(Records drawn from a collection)
......

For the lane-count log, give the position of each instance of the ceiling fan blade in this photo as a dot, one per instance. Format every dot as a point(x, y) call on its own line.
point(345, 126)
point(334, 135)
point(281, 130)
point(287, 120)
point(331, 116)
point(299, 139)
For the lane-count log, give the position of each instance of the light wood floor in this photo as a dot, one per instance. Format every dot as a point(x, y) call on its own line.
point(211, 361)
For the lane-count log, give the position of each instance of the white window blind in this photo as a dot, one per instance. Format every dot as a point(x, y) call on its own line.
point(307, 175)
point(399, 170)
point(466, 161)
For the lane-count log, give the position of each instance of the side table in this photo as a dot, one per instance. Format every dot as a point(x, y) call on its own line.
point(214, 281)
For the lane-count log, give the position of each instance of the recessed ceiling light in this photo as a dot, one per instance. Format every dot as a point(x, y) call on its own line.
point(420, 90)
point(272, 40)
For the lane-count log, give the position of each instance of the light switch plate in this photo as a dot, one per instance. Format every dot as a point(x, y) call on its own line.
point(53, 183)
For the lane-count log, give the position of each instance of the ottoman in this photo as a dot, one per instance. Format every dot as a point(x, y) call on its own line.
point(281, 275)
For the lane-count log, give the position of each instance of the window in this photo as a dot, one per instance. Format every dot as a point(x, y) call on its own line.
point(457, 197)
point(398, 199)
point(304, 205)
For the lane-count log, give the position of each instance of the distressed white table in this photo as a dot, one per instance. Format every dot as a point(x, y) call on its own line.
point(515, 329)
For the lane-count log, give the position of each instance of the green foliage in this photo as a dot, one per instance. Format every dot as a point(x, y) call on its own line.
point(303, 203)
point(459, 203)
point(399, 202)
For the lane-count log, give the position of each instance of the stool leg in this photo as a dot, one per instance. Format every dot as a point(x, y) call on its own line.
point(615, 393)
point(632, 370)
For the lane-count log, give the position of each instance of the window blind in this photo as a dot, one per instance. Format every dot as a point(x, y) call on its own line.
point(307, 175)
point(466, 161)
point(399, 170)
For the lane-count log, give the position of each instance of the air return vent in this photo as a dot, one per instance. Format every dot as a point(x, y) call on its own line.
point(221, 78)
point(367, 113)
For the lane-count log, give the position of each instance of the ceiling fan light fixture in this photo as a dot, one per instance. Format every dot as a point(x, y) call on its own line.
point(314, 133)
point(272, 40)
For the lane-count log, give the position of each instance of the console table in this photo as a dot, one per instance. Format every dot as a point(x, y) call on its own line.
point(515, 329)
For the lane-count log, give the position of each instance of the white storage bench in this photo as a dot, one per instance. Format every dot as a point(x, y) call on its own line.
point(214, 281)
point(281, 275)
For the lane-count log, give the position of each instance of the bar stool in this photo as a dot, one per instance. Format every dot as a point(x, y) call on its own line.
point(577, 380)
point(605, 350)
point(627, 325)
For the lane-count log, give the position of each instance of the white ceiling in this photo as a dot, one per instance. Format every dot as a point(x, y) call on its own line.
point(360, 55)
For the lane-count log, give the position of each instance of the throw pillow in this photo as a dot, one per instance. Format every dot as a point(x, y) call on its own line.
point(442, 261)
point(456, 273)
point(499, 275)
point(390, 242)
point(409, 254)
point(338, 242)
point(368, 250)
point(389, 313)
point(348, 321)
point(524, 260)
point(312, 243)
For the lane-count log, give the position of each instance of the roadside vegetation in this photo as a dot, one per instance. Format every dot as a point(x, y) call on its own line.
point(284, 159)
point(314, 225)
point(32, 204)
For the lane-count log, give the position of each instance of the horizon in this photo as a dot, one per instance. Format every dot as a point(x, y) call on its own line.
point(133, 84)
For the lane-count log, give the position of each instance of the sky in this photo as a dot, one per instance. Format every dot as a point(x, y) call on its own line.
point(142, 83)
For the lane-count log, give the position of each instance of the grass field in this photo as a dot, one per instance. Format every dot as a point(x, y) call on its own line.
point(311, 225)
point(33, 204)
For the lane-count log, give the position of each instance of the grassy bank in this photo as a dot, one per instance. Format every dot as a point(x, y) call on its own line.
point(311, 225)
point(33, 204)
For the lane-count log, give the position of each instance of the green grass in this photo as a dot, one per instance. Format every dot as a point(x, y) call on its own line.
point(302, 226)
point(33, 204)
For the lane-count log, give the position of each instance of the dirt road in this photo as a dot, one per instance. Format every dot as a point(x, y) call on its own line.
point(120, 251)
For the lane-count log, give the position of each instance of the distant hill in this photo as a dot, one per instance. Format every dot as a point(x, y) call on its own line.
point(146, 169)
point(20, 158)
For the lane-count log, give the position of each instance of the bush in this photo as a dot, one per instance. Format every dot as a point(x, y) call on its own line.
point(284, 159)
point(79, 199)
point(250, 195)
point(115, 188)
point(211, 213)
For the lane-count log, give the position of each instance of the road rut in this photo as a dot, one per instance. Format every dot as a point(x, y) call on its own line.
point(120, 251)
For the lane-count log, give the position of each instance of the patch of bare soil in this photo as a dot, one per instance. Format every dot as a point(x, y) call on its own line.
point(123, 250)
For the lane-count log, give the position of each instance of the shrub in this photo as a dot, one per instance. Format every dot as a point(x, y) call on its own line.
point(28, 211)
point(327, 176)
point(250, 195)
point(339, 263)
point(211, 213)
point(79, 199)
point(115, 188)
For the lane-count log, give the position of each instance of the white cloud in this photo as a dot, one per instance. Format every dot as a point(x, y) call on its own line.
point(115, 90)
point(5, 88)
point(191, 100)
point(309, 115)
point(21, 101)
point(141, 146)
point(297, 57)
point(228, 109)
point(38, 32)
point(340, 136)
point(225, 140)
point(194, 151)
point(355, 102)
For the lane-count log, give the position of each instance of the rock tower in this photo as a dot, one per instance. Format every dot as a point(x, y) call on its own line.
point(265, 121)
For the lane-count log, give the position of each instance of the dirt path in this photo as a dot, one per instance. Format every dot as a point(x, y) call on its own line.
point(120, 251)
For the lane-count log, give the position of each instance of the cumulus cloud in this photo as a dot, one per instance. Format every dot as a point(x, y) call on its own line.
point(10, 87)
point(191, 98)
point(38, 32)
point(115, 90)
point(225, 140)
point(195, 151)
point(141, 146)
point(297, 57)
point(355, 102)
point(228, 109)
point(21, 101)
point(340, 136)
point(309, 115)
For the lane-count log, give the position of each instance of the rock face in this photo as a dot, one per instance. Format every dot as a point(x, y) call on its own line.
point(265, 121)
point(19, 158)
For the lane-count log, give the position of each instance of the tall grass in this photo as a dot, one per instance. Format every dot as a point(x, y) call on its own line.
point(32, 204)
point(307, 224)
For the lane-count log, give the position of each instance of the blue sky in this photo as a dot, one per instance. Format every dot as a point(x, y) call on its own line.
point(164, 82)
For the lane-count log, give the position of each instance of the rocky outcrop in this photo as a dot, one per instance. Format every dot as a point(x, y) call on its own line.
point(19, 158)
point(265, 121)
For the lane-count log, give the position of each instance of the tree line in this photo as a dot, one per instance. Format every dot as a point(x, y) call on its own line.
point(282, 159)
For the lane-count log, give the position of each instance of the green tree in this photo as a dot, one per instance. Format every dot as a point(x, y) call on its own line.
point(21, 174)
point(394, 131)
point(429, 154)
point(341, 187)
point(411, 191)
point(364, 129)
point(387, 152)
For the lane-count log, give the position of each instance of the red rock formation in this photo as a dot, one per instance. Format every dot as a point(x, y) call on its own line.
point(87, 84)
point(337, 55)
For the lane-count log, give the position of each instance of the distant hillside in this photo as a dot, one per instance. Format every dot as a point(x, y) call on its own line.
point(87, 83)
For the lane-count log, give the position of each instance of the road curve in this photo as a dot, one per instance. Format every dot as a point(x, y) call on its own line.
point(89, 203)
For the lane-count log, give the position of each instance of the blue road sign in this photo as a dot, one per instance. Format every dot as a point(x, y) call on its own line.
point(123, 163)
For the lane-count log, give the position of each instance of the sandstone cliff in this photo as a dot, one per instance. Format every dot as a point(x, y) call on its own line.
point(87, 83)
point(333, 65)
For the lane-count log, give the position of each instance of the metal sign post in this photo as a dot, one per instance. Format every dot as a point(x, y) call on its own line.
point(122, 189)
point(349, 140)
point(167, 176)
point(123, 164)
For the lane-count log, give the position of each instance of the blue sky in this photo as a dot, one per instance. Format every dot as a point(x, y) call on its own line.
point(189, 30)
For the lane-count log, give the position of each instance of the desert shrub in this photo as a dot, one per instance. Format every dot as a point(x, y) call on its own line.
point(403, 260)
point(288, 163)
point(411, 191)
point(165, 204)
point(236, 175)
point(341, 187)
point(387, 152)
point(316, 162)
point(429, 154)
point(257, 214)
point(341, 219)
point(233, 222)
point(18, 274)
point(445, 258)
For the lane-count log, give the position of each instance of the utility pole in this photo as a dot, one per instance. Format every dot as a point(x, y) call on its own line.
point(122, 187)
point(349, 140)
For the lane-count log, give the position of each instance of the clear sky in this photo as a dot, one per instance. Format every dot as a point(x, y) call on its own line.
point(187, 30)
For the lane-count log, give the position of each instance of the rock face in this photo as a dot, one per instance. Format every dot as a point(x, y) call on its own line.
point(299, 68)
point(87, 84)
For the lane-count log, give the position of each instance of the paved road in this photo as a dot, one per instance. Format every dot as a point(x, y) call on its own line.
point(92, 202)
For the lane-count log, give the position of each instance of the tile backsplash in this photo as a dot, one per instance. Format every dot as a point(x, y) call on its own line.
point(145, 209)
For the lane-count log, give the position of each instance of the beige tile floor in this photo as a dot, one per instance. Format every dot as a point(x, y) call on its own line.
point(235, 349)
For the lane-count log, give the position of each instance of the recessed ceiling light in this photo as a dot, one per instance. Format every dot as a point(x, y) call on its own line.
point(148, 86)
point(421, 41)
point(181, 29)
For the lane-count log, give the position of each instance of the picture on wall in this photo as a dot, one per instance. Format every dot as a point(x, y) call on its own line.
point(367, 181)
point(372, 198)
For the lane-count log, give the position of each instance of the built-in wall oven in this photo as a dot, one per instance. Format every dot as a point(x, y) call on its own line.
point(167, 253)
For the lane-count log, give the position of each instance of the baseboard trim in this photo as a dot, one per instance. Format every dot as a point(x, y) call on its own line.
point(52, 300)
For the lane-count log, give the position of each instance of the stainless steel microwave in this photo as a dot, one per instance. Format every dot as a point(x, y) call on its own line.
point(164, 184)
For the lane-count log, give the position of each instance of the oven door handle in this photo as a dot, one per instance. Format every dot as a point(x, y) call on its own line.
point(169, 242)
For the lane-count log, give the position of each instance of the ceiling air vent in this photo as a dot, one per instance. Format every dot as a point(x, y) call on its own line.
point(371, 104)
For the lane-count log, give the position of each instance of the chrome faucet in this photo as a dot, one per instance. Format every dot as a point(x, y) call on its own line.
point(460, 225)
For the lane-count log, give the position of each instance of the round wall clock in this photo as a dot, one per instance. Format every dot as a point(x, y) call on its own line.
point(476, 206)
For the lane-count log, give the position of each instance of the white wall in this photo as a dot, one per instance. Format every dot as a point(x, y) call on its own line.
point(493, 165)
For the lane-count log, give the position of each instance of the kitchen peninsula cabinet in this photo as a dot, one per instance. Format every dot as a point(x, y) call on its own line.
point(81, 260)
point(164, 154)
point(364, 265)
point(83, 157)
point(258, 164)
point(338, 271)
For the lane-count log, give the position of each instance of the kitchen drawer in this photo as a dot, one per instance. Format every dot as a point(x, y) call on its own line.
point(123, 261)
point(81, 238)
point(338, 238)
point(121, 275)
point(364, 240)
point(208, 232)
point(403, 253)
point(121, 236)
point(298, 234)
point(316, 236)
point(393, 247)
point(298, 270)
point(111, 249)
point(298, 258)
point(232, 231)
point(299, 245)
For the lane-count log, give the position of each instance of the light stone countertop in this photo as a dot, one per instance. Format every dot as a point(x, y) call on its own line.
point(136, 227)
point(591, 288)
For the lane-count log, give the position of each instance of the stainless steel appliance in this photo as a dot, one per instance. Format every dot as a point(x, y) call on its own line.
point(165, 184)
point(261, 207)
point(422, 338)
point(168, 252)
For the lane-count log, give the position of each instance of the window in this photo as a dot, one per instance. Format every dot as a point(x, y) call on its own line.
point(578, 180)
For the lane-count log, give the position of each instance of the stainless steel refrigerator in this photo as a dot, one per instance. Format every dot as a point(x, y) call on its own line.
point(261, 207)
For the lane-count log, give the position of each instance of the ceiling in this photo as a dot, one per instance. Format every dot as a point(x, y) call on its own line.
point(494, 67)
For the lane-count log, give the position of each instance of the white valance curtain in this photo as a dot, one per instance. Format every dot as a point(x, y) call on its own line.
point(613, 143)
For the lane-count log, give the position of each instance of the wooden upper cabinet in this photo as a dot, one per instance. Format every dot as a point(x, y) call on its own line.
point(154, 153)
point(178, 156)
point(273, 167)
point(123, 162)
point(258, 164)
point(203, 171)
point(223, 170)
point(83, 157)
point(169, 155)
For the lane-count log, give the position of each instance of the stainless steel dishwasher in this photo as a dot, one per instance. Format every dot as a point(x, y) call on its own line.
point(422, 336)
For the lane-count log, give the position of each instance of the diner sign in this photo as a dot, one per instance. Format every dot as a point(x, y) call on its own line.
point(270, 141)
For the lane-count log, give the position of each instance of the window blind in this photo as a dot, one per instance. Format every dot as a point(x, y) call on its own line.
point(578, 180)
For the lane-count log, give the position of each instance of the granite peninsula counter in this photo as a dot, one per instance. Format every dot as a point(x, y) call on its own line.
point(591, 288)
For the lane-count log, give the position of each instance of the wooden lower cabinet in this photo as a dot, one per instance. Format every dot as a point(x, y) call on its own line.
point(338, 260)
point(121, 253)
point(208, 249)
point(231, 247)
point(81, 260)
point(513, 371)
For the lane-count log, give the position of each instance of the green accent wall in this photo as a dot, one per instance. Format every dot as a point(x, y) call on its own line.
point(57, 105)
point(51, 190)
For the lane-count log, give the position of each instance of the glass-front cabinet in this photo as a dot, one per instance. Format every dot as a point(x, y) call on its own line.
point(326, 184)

......

* Work required
Could you write out the data again, starting at the line containing "of the throw" and ending after the line containing "point(389, 313)", with the requests kept in place? Scale every x and y coordinate in the answers by 1.05 and round each result to a whole number, with halves rounding up.

* Exercise result
For the lane-count log, give the position of each instance of the throw pillow in this photo as a dot, one per instance. Format every dot as a point(x, y) call on its own line.
point(464, 274)
point(479, 287)
point(524, 289)
point(410, 254)
point(429, 267)
point(355, 254)
point(386, 263)
point(408, 329)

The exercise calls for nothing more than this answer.